The lines needed are those below that contain the word "woman"; copy each one.
*** Opening DATA ***
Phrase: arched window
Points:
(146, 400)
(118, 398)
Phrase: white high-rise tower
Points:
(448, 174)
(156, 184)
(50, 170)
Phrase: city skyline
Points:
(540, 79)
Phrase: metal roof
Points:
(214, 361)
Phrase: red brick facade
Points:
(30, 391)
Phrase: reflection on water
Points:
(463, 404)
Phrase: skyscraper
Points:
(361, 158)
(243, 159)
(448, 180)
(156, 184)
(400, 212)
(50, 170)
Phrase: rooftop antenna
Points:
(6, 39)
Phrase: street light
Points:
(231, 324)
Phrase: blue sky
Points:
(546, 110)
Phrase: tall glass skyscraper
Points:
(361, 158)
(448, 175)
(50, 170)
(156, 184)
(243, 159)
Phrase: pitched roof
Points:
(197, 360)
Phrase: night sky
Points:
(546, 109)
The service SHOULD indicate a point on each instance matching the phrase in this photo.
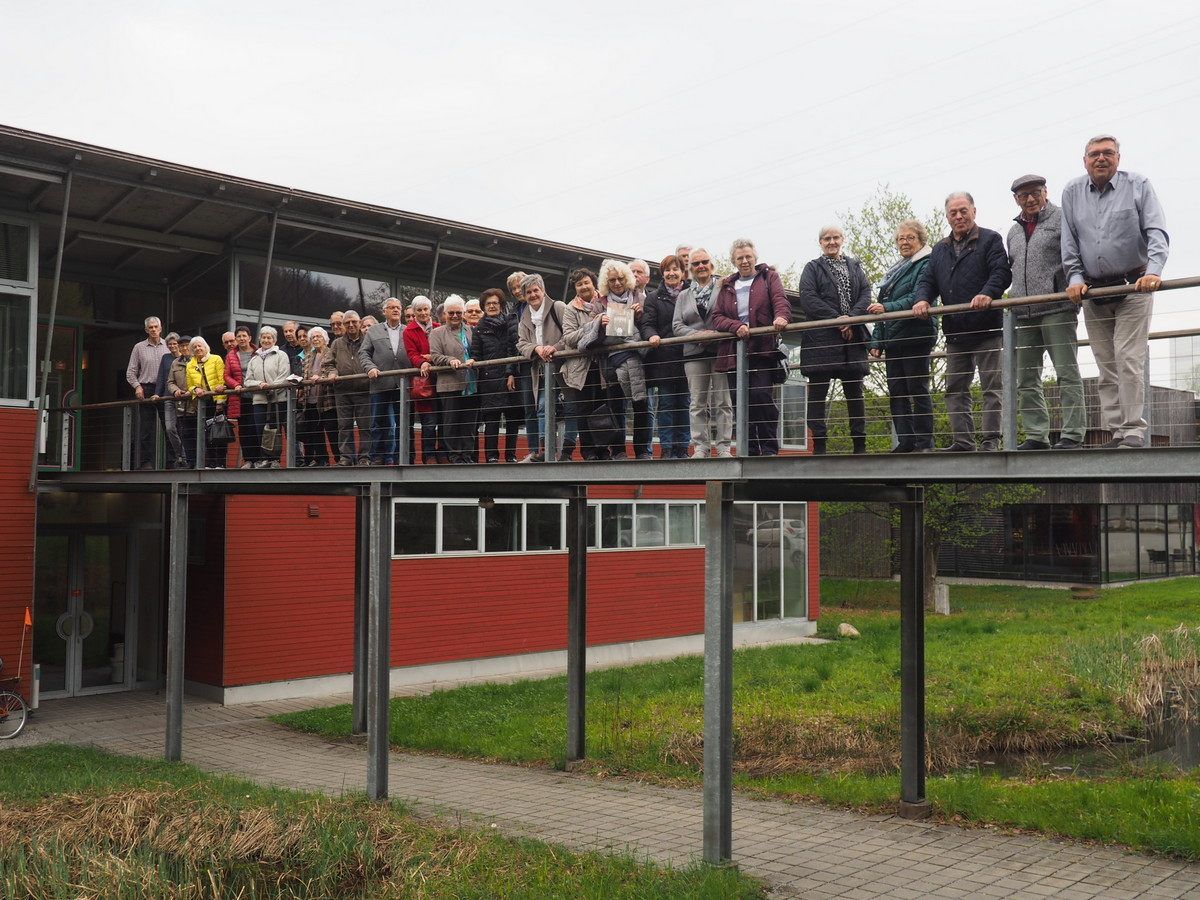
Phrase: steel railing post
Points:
(289, 447)
(718, 793)
(742, 402)
(550, 426)
(1008, 382)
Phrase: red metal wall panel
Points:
(17, 531)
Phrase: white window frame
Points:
(441, 503)
(28, 289)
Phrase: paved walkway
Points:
(801, 850)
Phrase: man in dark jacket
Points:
(1036, 258)
(970, 267)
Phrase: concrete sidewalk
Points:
(801, 850)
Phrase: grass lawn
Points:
(79, 822)
(1014, 671)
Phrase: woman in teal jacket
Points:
(905, 345)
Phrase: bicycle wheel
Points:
(13, 713)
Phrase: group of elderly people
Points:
(493, 355)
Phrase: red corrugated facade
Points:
(289, 593)
(17, 531)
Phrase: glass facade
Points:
(1079, 543)
(309, 295)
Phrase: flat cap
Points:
(1029, 181)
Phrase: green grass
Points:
(79, 822)
(1014, 670)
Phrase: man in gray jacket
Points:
(383, 351)
(1036, 258)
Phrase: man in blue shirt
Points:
(1115, 233)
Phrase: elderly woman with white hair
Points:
(539, 334)
(753, 297)
(268, 369)
(834, 287)
(457, 389)
(318, 419)
(618, 292)
(205, 373)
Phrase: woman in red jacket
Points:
(417, 346)
(751, 298)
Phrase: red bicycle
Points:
(13, 711)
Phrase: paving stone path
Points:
(799, 850)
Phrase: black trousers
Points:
(912, 409)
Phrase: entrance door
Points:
(83, 612)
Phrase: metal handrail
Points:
(700, 337)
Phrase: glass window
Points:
(616, 525)
(303, 293)
(13, 252)
(683, 523)
(13, 347)
(652, 525)
(460, 528)
(544, 526)
(502, 528)
(592, 526)
(796, 569)
(414, 528)
(772, 537)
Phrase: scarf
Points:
(702, 295)
(897, 271)
(840, 270)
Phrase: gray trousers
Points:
(1119, 334)
(1053, 334)
(353, 406)
(711, 411)
(961, 361)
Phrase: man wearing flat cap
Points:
(1114, 233)
(1035, 255)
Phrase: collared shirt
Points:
(394, 336)
(960, 244)
(1113, 229)
(144, 361)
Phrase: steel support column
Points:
(719, 673)
(378, 535)
(576, 624)
(1008, 383)
(267, 273)
(49, 334)
(742, 402)
(177, 611)
(361, 579)
(912, 657)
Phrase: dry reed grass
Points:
(123, 844)
(767, 745)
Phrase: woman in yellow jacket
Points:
(205, 371)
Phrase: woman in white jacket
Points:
(268, 367)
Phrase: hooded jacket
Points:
(767, 303)
(1036, 262)
(981, 269)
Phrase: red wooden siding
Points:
(17, 529)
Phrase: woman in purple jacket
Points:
(753, 298)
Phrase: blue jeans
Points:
(385, 426)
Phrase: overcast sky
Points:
(630, 126)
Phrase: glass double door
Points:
(83, 612)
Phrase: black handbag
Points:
(604, 427)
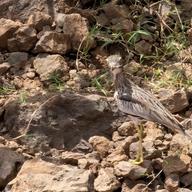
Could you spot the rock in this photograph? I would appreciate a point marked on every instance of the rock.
(133, 67)
(89, 160)
(21, 10)
(24, 39)
(128, 169)
(172, 182)
(117, 155)
(186, 179)
(53, 42)
(179, 143)
(152, 132)
(39, 19)
(10, 163)
(4, 67)
(184, 69)
(77, 27)
(133, 148)
(143, 47)
(151, 151)
(8, 27)
(116, 137)
(78, 80)
(174, 164)
(184, 190)
(174, 101)
(37, 175)
(127, 129)
(106, 181)
(45, 65)
(101, 144)
(141, 187)
(71, 157)
(115, 17)
(18, 59)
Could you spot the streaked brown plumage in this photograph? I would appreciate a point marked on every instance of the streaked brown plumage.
(137, 102)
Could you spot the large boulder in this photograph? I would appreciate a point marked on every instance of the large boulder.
(77, 27)
(38, 175)
(45, 65)
(10, 163)
(175, 101)
(53, 42)
(23, 39)
(8, 27)
(65, 121)
(106, 181)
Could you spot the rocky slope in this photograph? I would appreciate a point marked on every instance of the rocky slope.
(59, 125)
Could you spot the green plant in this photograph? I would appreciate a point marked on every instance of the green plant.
(6, 90)
(23, 95)
(56, 82)
(101, 83)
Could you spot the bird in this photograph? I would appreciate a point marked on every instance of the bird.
(139, 104)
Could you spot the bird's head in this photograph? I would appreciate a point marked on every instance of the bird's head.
(114, 61)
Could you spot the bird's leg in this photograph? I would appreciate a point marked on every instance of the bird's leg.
(139, 158)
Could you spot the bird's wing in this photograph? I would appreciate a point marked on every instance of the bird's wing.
(143, 104)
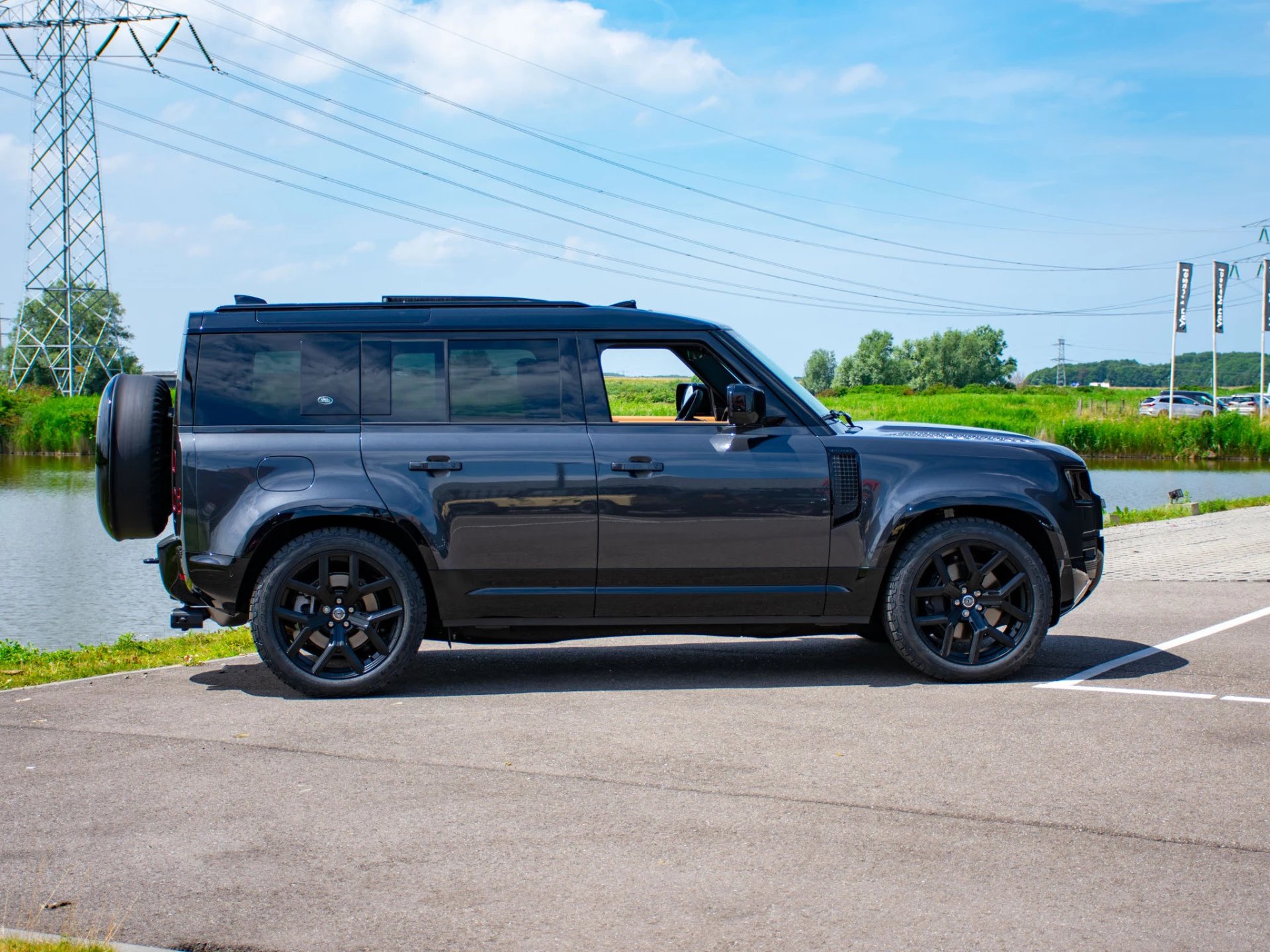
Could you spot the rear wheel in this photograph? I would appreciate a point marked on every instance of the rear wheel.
(338, 614)
(968, 600)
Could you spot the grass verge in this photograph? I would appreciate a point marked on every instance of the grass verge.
(22, 666)
(1127, 517)
(16, 945)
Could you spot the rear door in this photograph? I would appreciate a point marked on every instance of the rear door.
(695, 520)
(479, 446)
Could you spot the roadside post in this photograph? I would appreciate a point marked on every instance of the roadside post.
(1265, 327)
(1221, 272)
(1180, 298)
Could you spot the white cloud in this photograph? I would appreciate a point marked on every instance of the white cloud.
(570, 36)
(578, 249)
(277, 273)
(1126, 7)
(142, 233)
(859, 77)
(230, 222)
(429, 248)
(343, 258)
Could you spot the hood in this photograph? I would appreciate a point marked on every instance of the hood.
(964, 436)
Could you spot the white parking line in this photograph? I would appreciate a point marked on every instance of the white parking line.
(1074, 681)
(1132, 691)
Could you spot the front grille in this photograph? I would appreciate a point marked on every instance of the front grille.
(845, 483)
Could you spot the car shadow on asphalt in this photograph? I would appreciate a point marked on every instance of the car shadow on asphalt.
(689, 666)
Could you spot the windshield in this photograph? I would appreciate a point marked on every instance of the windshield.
(775, 370)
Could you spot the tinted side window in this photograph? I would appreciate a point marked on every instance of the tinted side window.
(404, 381)
(505, 381)
(275, 379)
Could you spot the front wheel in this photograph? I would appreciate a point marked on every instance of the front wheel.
(338, 614)
(968, 600)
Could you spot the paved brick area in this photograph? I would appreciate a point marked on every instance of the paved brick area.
(1232, 546)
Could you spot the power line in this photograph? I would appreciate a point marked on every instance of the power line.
(531, 132)
(710, 126)
(679, 212)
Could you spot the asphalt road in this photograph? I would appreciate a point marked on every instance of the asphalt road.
(669, 793)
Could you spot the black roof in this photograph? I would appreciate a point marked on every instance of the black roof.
(436, 313)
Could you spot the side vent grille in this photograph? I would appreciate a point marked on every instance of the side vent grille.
(845, 484)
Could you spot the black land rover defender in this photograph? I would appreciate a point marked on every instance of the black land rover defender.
(355, 477)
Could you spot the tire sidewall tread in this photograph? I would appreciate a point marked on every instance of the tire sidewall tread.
(342, 539)
(904, 634)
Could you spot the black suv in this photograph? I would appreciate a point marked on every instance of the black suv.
(353, 477)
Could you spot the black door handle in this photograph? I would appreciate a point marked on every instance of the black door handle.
(436, 463)
(639, 463)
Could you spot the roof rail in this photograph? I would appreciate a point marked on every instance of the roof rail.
(466, 301)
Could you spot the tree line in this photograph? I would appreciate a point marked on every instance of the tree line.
(1240, 368)
(952, 358)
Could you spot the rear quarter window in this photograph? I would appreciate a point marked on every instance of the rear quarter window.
(271, 380)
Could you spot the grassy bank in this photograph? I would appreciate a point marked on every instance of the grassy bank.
(1127, 517)
(16, 945)
(1093, 422)
(22, 666)
(42, 422)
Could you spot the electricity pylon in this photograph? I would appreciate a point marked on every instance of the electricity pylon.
(67, 323)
*** Closing DATA ***
_REPLY TO THE EXERCISE:_
Phrase: woman in teal jacket
Phrase: elderly woman with white hair
Phrase: woman in red jacket
Phrase: woman in yellow jacket
Phrase: woman in white jacket
Phrase: woman in purple jacket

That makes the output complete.